- **Requirement**
Quote the following items word for word, beginning at the line that contains "Point to the tall" and continuing through the end of the items.

------------------------------------------------

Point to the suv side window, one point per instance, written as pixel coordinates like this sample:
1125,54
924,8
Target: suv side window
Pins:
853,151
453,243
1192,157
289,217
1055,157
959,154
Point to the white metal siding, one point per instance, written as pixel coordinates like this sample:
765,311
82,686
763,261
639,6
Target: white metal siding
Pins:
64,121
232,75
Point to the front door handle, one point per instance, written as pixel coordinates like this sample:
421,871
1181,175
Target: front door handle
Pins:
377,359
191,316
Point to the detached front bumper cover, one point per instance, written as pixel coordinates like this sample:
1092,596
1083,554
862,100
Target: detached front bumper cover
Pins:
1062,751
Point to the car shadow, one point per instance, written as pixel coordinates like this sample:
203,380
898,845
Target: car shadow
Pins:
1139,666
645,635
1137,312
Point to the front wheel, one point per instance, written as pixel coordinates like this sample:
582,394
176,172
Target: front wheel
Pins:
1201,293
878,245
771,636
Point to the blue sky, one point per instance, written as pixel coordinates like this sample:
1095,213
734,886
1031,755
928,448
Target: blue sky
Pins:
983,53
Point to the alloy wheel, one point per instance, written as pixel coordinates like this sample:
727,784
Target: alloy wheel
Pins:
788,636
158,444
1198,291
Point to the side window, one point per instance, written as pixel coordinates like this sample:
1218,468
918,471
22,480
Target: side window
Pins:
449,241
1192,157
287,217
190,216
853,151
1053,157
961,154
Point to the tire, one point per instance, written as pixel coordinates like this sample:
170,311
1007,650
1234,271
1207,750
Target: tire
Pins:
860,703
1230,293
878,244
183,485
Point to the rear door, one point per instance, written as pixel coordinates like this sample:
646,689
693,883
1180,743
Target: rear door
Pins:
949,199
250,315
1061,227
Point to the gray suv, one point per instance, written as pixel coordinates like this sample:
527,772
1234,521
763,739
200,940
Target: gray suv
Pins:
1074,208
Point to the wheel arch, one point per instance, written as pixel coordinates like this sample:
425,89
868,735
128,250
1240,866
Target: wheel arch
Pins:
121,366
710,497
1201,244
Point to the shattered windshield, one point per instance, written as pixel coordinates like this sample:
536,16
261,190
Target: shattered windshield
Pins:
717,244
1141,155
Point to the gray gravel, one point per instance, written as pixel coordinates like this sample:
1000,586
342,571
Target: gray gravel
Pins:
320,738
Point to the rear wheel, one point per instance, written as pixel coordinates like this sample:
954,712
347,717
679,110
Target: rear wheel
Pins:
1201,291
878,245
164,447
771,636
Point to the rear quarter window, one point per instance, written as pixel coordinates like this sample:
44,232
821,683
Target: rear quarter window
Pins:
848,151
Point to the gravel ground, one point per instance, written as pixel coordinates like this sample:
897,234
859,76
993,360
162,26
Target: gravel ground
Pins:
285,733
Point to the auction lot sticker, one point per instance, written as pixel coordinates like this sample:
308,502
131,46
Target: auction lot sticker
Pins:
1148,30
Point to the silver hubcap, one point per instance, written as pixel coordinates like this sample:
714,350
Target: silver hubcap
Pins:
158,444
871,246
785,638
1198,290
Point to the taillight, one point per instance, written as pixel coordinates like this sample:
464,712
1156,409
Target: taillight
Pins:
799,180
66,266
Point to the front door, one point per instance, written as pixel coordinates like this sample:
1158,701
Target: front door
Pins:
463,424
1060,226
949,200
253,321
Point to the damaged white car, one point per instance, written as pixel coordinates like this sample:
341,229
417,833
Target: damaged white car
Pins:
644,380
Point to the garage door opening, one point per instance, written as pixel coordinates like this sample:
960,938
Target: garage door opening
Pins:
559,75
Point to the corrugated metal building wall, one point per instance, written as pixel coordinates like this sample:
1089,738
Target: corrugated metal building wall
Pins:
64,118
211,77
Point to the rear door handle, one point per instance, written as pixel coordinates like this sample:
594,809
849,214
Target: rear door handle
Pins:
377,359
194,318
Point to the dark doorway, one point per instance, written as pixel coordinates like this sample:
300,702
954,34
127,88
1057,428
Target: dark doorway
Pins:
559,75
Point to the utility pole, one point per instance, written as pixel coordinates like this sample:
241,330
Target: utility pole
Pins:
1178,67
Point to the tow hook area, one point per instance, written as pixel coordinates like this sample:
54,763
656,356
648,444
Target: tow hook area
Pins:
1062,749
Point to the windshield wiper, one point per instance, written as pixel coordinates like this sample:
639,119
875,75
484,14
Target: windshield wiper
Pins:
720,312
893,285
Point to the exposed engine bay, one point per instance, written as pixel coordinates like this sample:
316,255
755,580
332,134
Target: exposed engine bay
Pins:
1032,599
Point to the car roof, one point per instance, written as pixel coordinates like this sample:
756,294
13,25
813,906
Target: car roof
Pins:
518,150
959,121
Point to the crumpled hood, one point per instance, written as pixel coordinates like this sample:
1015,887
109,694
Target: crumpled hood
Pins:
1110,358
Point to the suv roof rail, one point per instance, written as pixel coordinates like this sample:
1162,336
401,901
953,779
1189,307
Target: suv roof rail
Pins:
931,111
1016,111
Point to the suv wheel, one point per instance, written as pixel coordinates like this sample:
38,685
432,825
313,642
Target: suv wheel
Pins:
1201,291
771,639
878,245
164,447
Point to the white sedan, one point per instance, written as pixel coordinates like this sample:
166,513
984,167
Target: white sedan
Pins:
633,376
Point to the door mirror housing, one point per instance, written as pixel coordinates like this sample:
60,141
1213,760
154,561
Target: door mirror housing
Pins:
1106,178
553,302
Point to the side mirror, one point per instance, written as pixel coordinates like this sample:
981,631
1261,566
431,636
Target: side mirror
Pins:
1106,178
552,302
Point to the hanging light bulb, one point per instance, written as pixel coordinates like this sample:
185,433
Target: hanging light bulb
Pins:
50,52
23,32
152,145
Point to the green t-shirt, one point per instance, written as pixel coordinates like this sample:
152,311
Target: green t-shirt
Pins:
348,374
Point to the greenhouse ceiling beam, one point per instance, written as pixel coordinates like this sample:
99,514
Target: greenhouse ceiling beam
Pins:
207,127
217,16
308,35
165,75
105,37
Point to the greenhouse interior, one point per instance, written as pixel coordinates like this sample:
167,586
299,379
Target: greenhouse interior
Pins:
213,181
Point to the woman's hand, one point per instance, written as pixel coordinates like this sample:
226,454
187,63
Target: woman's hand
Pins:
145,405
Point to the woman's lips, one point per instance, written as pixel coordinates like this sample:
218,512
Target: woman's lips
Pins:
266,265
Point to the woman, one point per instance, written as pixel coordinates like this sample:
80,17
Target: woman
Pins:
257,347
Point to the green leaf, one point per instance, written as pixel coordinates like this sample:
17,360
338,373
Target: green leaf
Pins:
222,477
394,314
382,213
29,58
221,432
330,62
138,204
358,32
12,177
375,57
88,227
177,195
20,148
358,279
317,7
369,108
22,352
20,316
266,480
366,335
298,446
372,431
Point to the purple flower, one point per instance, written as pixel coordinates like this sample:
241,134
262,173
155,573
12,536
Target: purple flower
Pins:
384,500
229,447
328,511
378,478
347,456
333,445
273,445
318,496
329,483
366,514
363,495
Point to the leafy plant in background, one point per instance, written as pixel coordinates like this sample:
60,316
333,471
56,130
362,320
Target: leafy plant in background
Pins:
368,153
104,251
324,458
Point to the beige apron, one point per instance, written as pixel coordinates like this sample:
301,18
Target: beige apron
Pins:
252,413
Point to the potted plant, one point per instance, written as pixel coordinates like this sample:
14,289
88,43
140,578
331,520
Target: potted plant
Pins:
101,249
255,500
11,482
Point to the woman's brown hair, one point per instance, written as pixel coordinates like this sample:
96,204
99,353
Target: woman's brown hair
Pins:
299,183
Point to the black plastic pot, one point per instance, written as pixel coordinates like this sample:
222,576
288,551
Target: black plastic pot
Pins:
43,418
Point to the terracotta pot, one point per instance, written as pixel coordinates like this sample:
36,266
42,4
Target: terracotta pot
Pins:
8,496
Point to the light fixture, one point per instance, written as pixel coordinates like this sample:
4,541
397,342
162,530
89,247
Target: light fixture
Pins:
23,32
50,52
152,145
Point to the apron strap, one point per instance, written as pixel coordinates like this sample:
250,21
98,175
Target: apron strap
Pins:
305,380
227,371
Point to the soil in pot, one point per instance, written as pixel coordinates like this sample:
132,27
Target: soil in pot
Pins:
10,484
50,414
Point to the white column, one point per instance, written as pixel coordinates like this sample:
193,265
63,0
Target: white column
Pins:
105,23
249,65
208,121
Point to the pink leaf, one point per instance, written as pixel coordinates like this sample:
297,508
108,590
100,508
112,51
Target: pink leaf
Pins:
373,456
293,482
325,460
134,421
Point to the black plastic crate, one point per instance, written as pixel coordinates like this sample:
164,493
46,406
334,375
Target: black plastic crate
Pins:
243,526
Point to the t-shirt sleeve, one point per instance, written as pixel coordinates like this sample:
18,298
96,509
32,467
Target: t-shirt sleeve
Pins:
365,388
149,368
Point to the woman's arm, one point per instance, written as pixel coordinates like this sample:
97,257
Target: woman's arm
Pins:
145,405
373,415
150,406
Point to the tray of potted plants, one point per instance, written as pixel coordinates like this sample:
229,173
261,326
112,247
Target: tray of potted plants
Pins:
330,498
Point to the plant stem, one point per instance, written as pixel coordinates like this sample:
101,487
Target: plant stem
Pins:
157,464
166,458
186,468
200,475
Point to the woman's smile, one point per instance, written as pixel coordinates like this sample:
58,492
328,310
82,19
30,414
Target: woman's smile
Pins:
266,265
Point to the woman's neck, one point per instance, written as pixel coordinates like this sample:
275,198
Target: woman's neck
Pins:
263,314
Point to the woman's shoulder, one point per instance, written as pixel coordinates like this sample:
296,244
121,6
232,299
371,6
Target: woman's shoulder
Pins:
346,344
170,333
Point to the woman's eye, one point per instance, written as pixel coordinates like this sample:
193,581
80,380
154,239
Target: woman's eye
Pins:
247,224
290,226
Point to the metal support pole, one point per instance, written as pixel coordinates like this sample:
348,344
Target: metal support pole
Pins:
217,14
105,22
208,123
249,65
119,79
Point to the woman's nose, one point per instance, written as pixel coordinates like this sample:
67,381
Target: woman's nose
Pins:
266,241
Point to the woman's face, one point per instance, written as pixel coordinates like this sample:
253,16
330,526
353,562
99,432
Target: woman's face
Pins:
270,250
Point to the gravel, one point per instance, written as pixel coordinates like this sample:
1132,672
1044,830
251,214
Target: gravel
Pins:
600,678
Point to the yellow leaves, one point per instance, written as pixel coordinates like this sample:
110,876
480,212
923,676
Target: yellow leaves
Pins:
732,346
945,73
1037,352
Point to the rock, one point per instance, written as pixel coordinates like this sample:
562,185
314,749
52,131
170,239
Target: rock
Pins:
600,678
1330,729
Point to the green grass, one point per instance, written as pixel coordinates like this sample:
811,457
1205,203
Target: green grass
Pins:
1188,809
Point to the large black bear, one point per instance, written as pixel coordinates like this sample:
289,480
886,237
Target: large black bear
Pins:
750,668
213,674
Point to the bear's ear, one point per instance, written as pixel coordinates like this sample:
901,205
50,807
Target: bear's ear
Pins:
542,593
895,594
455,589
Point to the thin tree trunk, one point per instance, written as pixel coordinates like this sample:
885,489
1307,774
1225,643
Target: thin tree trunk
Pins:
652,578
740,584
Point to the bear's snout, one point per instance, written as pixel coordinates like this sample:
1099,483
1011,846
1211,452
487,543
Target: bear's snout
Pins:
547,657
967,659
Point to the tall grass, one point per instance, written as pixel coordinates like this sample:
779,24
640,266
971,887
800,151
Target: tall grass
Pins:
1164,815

------------------------------------------------

- **Completed exercise**
Point to the tall grass, one point per instance, written as pixel coordinates like this sample:
779,24
640,266
971,887
800,151
Target: tall grass
Pins:
1164,815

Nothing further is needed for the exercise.